--- start Supplied material ---
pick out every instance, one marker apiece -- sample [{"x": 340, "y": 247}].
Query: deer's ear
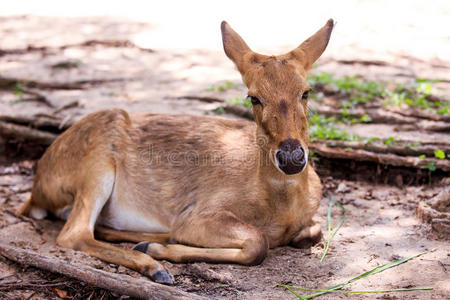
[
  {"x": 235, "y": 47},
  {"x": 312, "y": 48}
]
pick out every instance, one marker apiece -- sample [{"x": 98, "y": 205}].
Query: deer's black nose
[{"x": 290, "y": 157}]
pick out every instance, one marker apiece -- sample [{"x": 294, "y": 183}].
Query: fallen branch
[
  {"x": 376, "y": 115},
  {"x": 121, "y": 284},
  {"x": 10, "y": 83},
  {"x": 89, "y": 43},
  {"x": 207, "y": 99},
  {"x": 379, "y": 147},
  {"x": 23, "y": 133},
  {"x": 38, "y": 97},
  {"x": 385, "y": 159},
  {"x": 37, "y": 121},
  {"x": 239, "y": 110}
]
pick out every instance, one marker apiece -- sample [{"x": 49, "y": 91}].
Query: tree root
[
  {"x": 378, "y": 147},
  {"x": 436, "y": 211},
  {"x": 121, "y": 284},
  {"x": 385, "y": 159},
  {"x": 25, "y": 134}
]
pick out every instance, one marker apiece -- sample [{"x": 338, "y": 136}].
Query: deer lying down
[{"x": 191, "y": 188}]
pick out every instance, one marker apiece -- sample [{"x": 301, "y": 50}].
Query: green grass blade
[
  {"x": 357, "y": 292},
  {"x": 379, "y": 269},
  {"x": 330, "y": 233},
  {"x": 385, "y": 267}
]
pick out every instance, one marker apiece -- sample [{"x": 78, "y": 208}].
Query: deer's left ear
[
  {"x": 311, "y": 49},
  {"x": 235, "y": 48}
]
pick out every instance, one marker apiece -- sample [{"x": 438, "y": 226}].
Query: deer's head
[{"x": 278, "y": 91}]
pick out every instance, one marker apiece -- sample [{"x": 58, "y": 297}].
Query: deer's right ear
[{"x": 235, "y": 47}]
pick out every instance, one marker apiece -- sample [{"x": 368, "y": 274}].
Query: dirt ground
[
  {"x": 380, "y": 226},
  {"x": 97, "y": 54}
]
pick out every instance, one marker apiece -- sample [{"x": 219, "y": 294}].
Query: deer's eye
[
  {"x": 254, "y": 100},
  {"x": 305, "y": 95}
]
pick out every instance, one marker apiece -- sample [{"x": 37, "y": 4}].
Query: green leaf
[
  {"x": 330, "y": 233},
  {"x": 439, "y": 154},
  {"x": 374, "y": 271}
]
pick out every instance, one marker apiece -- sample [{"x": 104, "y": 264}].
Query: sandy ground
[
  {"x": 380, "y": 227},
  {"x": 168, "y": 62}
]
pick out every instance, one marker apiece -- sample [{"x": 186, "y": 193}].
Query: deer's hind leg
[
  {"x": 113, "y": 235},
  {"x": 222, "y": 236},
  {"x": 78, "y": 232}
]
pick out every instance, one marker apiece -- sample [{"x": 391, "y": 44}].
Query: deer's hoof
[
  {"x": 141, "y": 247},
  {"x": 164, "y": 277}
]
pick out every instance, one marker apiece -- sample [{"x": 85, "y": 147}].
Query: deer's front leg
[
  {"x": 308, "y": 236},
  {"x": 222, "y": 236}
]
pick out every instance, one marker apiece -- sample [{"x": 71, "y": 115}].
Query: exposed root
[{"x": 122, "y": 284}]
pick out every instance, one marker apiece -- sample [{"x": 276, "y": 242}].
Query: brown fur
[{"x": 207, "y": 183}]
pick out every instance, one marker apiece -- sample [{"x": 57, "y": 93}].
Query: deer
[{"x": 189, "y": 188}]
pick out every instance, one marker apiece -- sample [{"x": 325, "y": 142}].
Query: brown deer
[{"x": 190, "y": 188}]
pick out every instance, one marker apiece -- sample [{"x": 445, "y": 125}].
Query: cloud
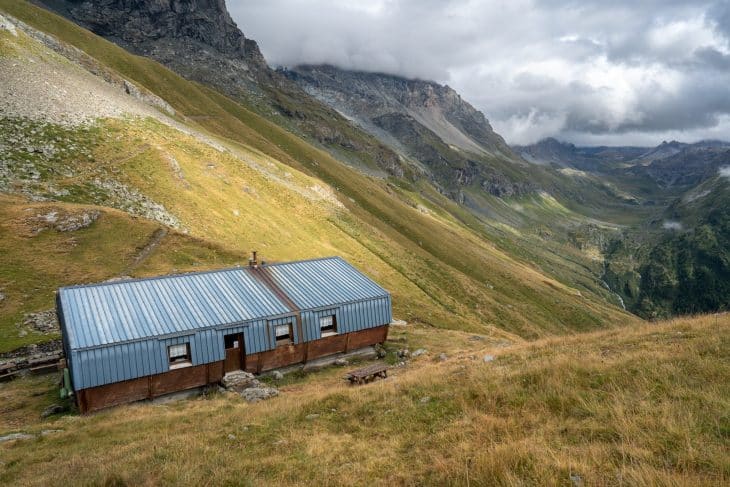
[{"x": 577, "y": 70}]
--- end Supplied material ---
Aim of the exercise:
Pull out every line of the records above that contains the word "ground", and copy each one in full.

Complete output:
Query: dirt ground
Query: sandy ground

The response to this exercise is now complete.